Material provided -
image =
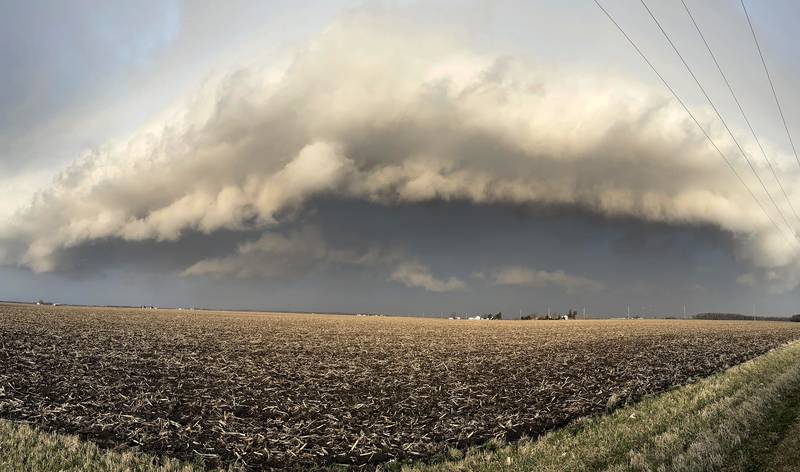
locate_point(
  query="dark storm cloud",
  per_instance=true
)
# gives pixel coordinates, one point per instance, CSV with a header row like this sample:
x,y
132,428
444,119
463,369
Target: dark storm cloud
x,y
368,112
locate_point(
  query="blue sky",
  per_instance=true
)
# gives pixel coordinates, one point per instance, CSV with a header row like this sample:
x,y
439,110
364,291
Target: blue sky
x,y
403,157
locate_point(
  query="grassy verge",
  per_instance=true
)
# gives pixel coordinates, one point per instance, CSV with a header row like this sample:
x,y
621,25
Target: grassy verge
x,y
25,448
739,420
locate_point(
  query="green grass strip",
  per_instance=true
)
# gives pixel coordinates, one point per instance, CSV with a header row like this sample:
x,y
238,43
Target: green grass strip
x,y
715,424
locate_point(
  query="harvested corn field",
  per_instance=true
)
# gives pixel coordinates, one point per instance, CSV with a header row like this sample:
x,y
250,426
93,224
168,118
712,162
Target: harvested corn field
x,y
293,391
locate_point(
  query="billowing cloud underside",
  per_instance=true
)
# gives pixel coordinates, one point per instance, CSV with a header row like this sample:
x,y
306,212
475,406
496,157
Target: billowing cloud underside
x,y
369,112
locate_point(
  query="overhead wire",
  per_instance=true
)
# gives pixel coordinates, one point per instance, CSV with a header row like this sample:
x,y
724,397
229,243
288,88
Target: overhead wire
x,y
719,115
771,85
741,109
691,115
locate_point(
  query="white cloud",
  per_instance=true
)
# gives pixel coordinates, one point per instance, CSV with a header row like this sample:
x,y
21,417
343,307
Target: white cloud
x,y
415,274
525,277
371,111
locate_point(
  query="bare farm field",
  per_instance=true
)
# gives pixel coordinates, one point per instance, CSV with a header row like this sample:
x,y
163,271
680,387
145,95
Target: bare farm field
x,y
297,391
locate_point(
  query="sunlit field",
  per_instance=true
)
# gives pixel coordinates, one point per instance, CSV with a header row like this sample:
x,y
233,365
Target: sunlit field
x,y
291,391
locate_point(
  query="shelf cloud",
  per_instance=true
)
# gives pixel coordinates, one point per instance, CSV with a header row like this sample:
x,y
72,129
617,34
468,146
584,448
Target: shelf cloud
x,y
371,111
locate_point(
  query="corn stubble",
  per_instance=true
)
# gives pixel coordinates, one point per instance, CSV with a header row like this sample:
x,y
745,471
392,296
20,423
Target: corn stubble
x,y
297,391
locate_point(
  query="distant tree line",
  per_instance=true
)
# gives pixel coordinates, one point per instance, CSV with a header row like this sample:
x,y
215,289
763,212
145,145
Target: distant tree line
x,y
739,316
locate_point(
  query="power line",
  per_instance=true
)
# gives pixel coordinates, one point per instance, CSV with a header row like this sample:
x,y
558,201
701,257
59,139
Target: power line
x,y
719,115
691,115
739,105
771,85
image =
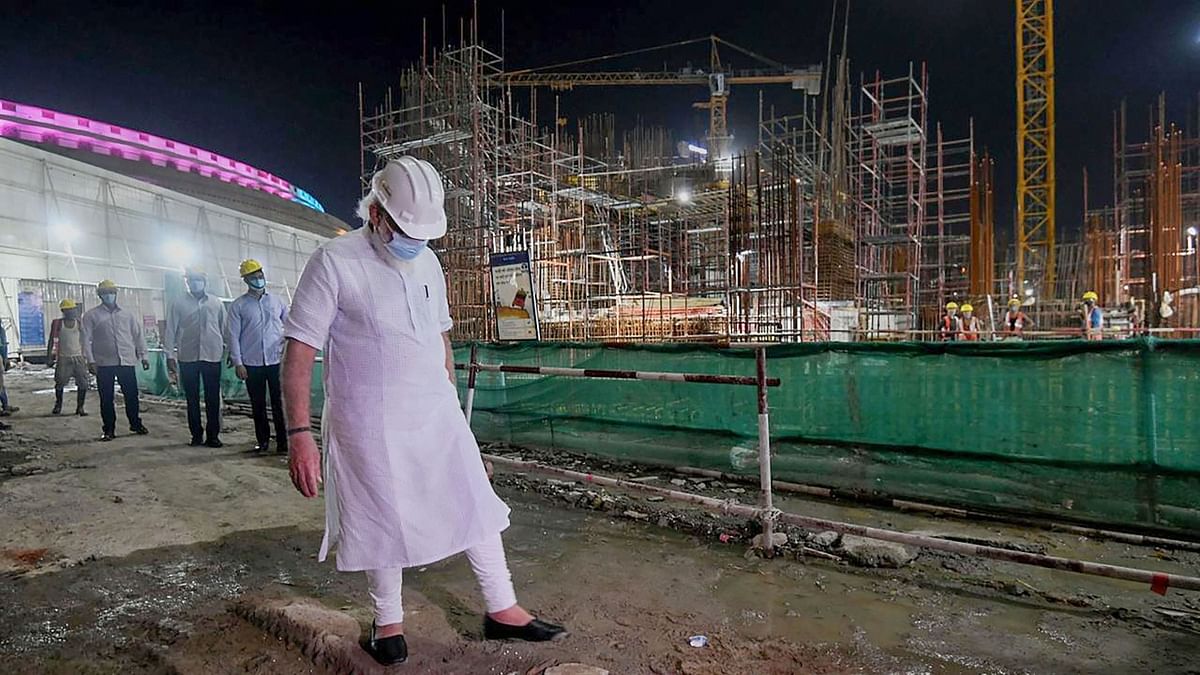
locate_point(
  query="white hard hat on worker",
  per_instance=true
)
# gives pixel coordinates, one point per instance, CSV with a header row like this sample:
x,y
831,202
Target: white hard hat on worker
x,y
408,191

To be done - Repeat each record exactly as shown above, dropping all images.

Result for this exercise -
image =
locate_point(
  query="dark storm cloud",
  per_instance=true
)
# gives pixel coordinates, one point per instance, CSV with a header row like this sample:
x,y
132,428
444,119
463,369
Target: dark storm cloud
x,y
368,112
locate_point(
  query="blue sky",
  per_instance=true
)
# gives pixel coordinates, one point per instance, CSV with a header row like this sample:
x,y
439,110
364,291
Target: blue sky
x,y
403,157
locate_point(
  query="grassy verge",
  per_instance=true
)
# gives pixel coordinates, one point per instance, CSV with a header row like this sample:
x,y
621,25
Target: grassy verge
x,y
25,448
739,420
locate_point(
  query="green grass strip",
  per_instance=true
)
# gives pixel coordinates, one point per instance, CSV with a header row like this sample:
x,y
238,43
Target: green grass strip
x,y
715,424
locate_point(
  query="harvested corn field",
  per_instance=true
)
# gives pixel coordinates, one point per instance, CSV with a header row like this sample:
x,y
250,426
93,224
168,118
712,162
Target: harvested corn field
x,y
293,391
locate_point(
  query="billowing cloud underside",
  per_instance=true
)
# gives pixel coordinates, one point per instance, CSV with a header row like this sample:
x,y
306,212
475,406
496,157
Target: billowing cloud underside
x,y
369,112
locate_point(
  query="overhead wire",
  per_instance=true
)
# gives pixel coordinates, one point per instance, CSV with a header row like this sample:
x,y
724,397
229,243
288,88
Target: overhead wire
x,y
719,115
771,85
741,109
691,115
locate_point(
  query="white cloud",
  per_instance=true
)
# gives pixel coordinates, one point per instance, CSV with a header row like this sample:
x,y
21,417
343,307
Target: white cloud
x,y
415,274
525,277
371,111
locate_point(
  query="bare farm field",
  per_instance=true
)
# gives pixel coordinates, one point per instance, CSV with a header row like this sample:
x,y
163,271
680,387
145,95
Target: bare farm field
x,y
297,391
locate_point(
  query="sunlit field",
  per_instance=true
)
# gives pixel coordinates, one point per instance, CSV with a header row like this sample:
x,y
233,365
Target: sunlit field
x,y
291,391
locate_point(
  query="shelf cloud",
  per_instance=true
)
# gives pixel coordinates, one point per instance, CSV with a header row like this sample:
x,y
72,129
617,34
468,146
584,448
Target: shelf cloud
x,y
371,111
locate_point(
  query="corn stubble",
  per_instance=true
)
# gives pixel coordinates, one point per instance, CSV with a header row like this sample:
x,y
745,471
392,296
20,423
Target: corn stubble
x,y
297,391
locate_point(
  query="distant tree line",
  per_instance=true
)
# gives pixel coordinates, one point per instance, CSV with a header row like this sample:
x,y
215,289
763,212
145,145
Target: distant tree line
x,y
739,316
locate_point(
  query="power line",
  per_instance=true
)
# gives pixel coordinates, one point per instance, CSV with a header row like this sample:
x,y
558,201
701,257
59,139
Target: power line
x,y
719,115
691,115
739,105
771,85
image =
locate_point(
  query="white hard hat on worker",
  per_instance=true
)
# gives pixel coordinates, one point per instance, CSV with a header row like this sample:
x,y
831,202
Target: white hard hat on worker
x,y
408,191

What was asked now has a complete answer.